• [TEXTE FOURNI]:
# # #

Une histoire de mascottes

La tortue à deux têtes nommée Janus est la mascotte du Muséum d’histoire naturelle de Genève depuis plusieurs années. Elle a succédé à un Caïman à lunettes nommé Maïcan décédé prématurément en 1994, lui-même successeur du célèbre Ali, un mâle d’Alligator d’Amérique qui avait séjourné 24 ans dans le hall d’entrée du Muséum, jusqu’à sa mort naturelle en 1990 à l’âge vénérable de 40 ans.

Longévité record

Mais revenons à Janus. Techniquement, il s’agit d’un mâle de Tortue grecque Testudo graeca, né au Muséum le 3 septembre 1997 avec la particularité de posséder deux têtes fonctionnelles. Ce genre d’anomalie du développement (il ne s’agit pas d’un problème génétique) conduit généralement à une mort assez rapide, mais notre Janus a bénéficié de bons soins qui lui permettent de fêter ses 22 ans en ce mardi 3 septembre 2019, un record absolu.

Le hasard et la nécessité

C’est le hasard qui a placé Janus au Muséum. Il a été amené au Muséum sous forme d’œuf par des privés, à une époque où l’institution possédait encore une animalerie avec une couveuse et du personnel qualifié pour les soins aux animaux. Le hasard a également voulu que par chance ce bébé tortue à deux têtes fût cédé au Muséum contre bons soins, et qu’il survécut. Le public s’est immédiatement passionné pour cet animal étrange, alors que le but de l’institution n’était pas forcément de mettre en avant de telles monstruosités dignes du 18e siècle.

# # #

• [DONNÉES FOURNIES]:
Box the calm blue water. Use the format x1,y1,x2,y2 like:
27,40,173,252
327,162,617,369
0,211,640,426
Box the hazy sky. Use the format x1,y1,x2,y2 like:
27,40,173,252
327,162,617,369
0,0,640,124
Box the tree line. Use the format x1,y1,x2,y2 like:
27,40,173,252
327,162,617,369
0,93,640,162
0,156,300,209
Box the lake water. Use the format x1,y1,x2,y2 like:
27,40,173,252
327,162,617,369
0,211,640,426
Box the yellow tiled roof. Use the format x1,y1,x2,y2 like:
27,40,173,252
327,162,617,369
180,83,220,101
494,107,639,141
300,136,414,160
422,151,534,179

# # #

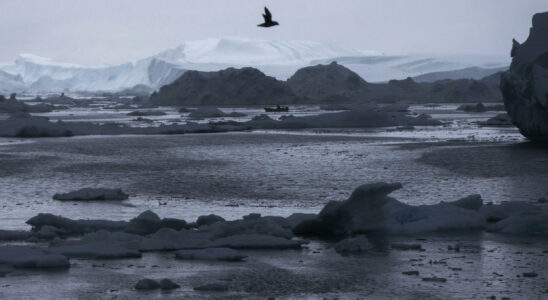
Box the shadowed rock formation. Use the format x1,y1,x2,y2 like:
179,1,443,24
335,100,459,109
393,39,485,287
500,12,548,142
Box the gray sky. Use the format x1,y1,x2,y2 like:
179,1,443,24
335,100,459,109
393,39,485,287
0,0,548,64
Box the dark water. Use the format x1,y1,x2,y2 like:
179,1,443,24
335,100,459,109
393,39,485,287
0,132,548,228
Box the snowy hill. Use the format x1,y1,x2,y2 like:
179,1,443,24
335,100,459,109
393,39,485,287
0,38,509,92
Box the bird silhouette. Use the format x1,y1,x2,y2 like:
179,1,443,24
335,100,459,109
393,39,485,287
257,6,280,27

# # #

• [CONSIGNE 1]: Énumérez tous les noms propres d’animaux qui figurent dans le texte sur les mascottes du Muséum.
• [CONSIGNE 2]: Modifiez le texte sur les mascottes du Muséum en recopiant le passage compris entre « Longévité record » et « un record absolu. », inclus, et en remplaçant « Tortue grecque » par « Tortue mauresque ».

• [VOTRE RÉPONSE 1]: Janus, Maïcan, Ali

• [VOTRE RÉPONSE 2]:
Longévité record

Mais revenons à Janus. Techniquement, il s’agit d’un mâle de Tortue mauresque Testudo graeca, né au Muséum le 3 septembre 1997 avec la particularité de posséder deux têtes fonctionnelles. Ce genre d’anomalie du développement (il ne s’agit pas d’un problème génétique) conduit généralement à une mort assez rapide, mais notre Janus a bénéficié de bons soins qui lui permettent de fêter ses 22 ans en ce mardi 3 septembre 2019, un record absolu.